(边界框记录)
○ ○ ○ ○ ○ ○ ○
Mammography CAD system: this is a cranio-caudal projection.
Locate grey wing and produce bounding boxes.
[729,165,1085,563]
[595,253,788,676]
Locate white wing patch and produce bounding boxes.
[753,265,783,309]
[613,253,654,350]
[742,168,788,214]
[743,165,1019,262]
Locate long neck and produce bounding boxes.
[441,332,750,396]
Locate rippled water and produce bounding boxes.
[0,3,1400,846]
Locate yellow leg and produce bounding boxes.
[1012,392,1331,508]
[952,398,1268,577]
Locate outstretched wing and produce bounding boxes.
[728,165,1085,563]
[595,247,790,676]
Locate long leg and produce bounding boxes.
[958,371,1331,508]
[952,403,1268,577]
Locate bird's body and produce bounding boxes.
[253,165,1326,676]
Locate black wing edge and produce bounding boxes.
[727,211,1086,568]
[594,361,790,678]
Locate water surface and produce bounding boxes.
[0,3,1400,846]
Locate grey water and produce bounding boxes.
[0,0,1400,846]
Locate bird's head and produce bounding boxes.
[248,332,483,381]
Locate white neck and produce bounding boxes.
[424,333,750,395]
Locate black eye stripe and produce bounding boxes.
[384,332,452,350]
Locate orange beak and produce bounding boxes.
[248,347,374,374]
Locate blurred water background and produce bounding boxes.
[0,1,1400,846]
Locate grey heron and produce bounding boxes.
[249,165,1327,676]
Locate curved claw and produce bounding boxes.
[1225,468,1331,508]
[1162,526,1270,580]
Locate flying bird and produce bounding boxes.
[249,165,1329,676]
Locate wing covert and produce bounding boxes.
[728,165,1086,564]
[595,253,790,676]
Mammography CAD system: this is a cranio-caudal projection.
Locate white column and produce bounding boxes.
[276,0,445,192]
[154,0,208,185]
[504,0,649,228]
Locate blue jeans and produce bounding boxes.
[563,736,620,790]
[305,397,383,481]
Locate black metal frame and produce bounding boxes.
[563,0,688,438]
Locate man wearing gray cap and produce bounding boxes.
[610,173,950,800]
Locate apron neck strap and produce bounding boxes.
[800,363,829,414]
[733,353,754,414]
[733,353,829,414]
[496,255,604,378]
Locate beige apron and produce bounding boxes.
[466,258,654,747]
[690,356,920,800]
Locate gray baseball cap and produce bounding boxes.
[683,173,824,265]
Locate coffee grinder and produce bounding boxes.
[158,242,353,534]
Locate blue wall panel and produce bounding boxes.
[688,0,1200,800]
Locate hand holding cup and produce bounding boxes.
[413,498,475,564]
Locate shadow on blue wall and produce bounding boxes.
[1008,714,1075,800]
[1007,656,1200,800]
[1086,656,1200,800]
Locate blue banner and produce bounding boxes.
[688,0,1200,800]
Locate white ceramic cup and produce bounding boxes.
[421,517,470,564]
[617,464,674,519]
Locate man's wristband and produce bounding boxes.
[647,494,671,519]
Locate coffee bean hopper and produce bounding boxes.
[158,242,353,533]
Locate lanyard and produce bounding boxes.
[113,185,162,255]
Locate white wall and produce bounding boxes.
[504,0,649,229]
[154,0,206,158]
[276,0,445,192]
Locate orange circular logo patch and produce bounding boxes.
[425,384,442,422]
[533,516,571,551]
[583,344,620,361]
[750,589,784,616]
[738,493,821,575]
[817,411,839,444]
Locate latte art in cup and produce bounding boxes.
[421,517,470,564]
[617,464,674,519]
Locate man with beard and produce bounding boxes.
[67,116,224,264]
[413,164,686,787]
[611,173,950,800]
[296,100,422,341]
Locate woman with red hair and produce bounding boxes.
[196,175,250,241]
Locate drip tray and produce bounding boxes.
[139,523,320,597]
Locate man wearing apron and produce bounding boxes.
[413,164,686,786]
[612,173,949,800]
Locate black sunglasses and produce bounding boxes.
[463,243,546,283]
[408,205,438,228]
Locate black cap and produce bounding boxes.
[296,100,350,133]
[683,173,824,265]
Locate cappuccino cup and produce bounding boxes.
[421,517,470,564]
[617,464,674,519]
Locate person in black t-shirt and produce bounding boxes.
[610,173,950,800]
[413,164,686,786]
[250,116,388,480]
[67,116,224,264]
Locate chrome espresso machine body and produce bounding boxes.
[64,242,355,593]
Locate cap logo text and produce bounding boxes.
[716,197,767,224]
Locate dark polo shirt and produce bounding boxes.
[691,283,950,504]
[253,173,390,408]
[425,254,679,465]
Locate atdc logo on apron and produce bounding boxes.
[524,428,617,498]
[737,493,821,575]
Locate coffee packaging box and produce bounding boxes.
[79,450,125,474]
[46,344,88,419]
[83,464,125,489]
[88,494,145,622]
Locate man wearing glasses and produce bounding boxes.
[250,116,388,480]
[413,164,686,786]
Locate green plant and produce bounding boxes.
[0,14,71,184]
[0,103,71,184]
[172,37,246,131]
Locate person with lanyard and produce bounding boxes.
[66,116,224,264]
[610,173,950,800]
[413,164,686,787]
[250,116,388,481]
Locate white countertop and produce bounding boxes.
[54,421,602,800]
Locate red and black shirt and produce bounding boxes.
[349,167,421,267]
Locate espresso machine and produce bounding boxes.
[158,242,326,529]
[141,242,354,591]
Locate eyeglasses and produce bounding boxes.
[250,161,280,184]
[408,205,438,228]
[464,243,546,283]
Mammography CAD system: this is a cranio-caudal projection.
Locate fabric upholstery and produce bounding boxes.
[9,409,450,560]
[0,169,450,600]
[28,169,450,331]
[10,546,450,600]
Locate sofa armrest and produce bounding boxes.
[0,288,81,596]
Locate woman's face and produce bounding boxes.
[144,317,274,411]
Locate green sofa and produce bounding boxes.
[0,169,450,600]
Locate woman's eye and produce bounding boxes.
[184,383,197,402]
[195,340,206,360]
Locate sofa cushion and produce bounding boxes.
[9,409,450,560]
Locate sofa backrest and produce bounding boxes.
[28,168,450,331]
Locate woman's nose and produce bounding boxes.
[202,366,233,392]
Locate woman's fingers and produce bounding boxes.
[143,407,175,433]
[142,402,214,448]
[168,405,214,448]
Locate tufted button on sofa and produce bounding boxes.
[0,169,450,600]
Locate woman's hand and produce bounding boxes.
○ ○ ○ ○ ○ ○ ○
**待办任务:**
修改上面的材料：把每处“Locate”都换成“Find”，其余一字不动，再把所有行完整写出来。

**任务结果:**
Mammography CAD system: this is a cranio-caudal projection.
Find grey wing and produce bounding boxes.
[729,165,1085,563]
[595,253,788,676]
Find white wing patch and produce bounding boxes.
[753,265,783,309]
[613,253,654,350]
[742,168,788,214]
[743,165,1019,262]
Find long neck and produce bounding boxes.
[441,332,750,396]
Find rippled water and produce bounding boxes.
[0,3,1400,846]
Find yellow leg and produce bounding boxes.
[1012,392,1331,508]
[952,398,1268,577]
Find outstretched wing and produce bounding boxes.
[728,165,1085,563]
[595,247,790,676]
Find long leg and produce bounding boxes.
[958,371,1331,508]
[952,403,1268,577]
Find bird's body and produce bounding boxes.
[253,165,1326,676]
Find black wing edge and produce bounding boxes.
[727,211,1086,568]
[594,361,790,678]
Find water surface and produce bounding boxes.
[0,3,1400,846]
Find grey water and produce bounding boxes.
[0,0,1400,846]
Find bird's head and produce bounding boxes.
[248,332,483,381]
Find white neck and produce bounding boxes.
[424,333,750,395]
Find black eye stripe and produce bounding boxes.
[384,332,452,350]
Find orange beak and produce bounding boxes.
[248,347,374,374]
Find blurred water background and produce bounding boxes.
[0,1,1400,846]
Find grey heron and produce bounding boxes.
[249,165,1327,676]
Find curved claw and produce bounding boxes.
[1225,468,1331,508]
[1162,526,1270,580]
Find flying bird and produce bounding boxes.
[249,165,1329,676]
Find wing covert and produce bounding boxes.
[728,165,1086,564]
[595,253,790,676]
Mammography CAD system: this is a cranio-caudal projection.
Find white column and produce bounding boxes.
[276,0,445,192]
[154,0,208,185]
[504,0,649,228]
Find blue jeans and produce bounding boxes.
[563,736,620,790]
[305,397,383,481]
Find black metal frame and produce bounding boxes.
[563,0,688,438]
Find man wearing gray cap and produce bounding boxes.
[610,173,950,800]
Find apron neck strap and produce bounding boxes.
[800,363,829,414]
[733,353,754,414]
[733,353,829,414]
[496,255,604,378]
Find beige apron and produce bounding boxes.
[466,258,654,747]
[690,356,920,800]
Find gray baseball cap and produce bounding boxes.
[683,173,824,265]
Find coffee grinder and produce bounding boxes.
[158,242,353,534]
Find blue wall panel and produce bounding boxes.
[688,0,1200,800]
Find hand holding cup and produce bounding boxes.
[413,498,475,564]
Find shadow on blue wall and produce bounding boxes.
[1008,714,1075,800]
[1007,656,1200,800]
[1086,656,1200,800]
Find blue banner and produce bounding boxes.
[688,0,1200,800]
Find white ceramic cup and produce bounding boxes.
[421,517,470,564]
[617,464,674,519]
Find man's wristband and produce bounding boxes.
[647,494,671,519]
Find coffee bean hopper and produce bounding boxes.
[158,242,353,533]
Find lanyard and produce bounding boxes.
[113,185,162,255]
Find white wall and produce bounding boxes.
[504,0,649,229]
[154,0,206,158]
[276,0,445,192]
Find orange circular logo patch and produce bounding boxes.
[425,384,442,422]
[533,516,571,551]
[583,344,620,361]
[750,589,784,616]
[738,493,821,575]
[817,411,839,444]
Find latte art in cup and produce bounding boxes.
[421,517,470,564]
[617,464,674,519]
Find man with beard and produce bounding boxes.
[67,116,224,264]
[413,164,686,787]
[611,173,950,800]
[296,100,422,341]
Find woman with red hair and produce bounding boxes.
[196,175,250,241]
Find drip tray and produce bounding boxes.
[139,523,320,597]
Find man wearing apron and produce bounding boxes.
[413,164,686,786]
[612,173,949,800]
Find black sunglasses and produce bounding boxes.
[463,243,546,283]
[408,205,438,228]
Find black cap and produce bounding boxes.
[296,100,350,133]
[683,173,824,265]
Find cappuccino cup and produce bounding boxes.
[421,517,470,564]
[617,464,674,519]
Find person in black t-shirt and produce bounding boxes.
[610,173,950,800]
[413,164,686,786]
[250,116,388,480]
[67,116,224,264]
Find chrome espresso machine body and produce bounding boxes.
[64,242,355,593]
Find cap logo text and produce bounding boxes.
[716,197,767,224]
Find dark polo shirt and produce bounding boxes.
[691,283,950,504]
[253,173,390,408]
[425,254,679,465]
Find atdc logo on apron and produce bounding boxes.
[524,428,617,498]
[737,493,821,575]
Find coffee packaging box and produce bounding boxes.
[79,450,125,474]
[46,344,88,419]
[83,464,125,489]
[88,494,145,622]
Find man wearing glasses and produce bounding boxes.
[250,116,388,480]
[413,164,686,786]
Find green plant and produce bounding boxes.
[0,14,71,184]
[0,103,71,184]
[172,37,246,131]
Find person with lanyard and produce bounding boxes.
[66,116,224,264]
[610,173,950,800]
[413,164,686,787]
[250,116,388,481]
Find white countertop and produce bounding boxes.
[54,421,602,800]
Find red and black shirt and produce bounding boxes.
[349,167,421,267]
Find espresso machine and produce bounding boxes.
[158,242,326,529]
[141,242,354,591]
Find eyeglasses and produce bounding boxes.
[250,161,280,184]
[408,205,438,228]
[464,243,546,283]
Mammography CAD system: this is a cranio-caudal projection.
Find fabric upholstery and produce bounding boxes.
[9,409,450,560]
[0,169,450,600]
[28,169,450,331]
[10,546,450,600]
Find sofa armrest and produce bounding boxes.
[0,288,81,596]
Find woman's face and produce bounding boxes.
[144,317,274,411]
Find green sofa and produce bounding boxes.
[0,169,450,600]
Find woman's eye and produce bounding boxes.
[184,383,197,402]
[195,340,206,360]
Find sofa cushion and produce bounding boxes.
[9,409,450,560]
Find sofa backrest and produce bounding boxes.
[28,168,450,331]
Find woman's nose and produce bounding boxes.
[202,366,233,392]
Find woman's fingers and produce bounding boxes.
[143,407,175,433]
[142,402,214,448]
[168,405,214,448]
Find tufted button on sofa and produce bounding boxes.
[0,169,450,600]
Find woman's hand and produce bounding boxes.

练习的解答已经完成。